• **YOUR OBJECTIVE**:
Copy out each line of the records below that contains the word "foam". Letter case matters.

-- start of EXERCISE INPUT --

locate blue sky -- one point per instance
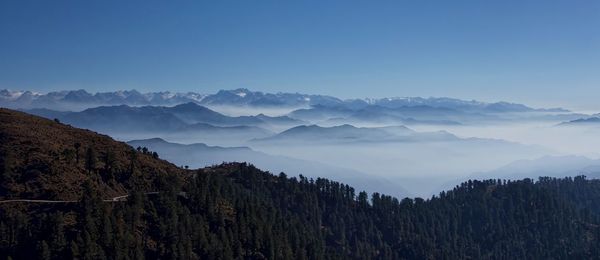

-- end of EXERCISE INPUT --
-- start of EXERCISE INPUT --

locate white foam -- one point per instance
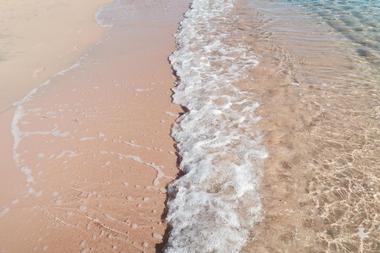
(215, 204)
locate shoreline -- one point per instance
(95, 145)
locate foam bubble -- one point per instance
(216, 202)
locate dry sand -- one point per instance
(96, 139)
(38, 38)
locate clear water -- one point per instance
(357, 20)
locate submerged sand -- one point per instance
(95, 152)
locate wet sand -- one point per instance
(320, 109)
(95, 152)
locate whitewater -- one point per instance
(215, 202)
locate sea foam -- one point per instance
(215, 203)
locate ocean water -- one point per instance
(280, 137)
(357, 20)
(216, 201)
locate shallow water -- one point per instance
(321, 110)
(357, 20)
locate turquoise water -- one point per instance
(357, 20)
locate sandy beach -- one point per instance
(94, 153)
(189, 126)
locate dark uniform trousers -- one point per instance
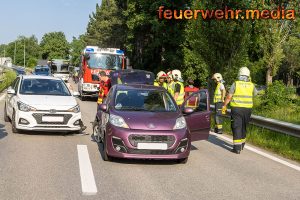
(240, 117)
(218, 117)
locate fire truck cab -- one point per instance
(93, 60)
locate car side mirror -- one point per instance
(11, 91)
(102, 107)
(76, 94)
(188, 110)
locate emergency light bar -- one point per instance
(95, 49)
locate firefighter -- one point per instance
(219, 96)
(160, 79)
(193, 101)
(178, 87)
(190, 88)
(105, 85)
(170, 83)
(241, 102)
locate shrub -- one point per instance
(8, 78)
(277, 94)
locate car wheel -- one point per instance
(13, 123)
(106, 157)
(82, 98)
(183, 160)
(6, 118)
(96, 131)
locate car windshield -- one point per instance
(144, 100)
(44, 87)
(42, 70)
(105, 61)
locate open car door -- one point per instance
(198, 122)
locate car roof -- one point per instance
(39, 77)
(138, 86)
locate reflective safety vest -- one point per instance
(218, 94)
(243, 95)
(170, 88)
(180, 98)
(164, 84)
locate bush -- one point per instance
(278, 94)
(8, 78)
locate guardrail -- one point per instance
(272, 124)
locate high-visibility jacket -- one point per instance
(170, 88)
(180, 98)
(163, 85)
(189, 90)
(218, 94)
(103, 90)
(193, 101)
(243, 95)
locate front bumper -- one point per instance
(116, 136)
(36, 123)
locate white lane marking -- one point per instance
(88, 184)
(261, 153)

-- end of EXERCISE INPUT --

• **RESPONSE FOR THIS EXERCISE**:
locate white foam -- one point per instance
locate foam bubble -- one point per instance
locate sea foam -- one point per instance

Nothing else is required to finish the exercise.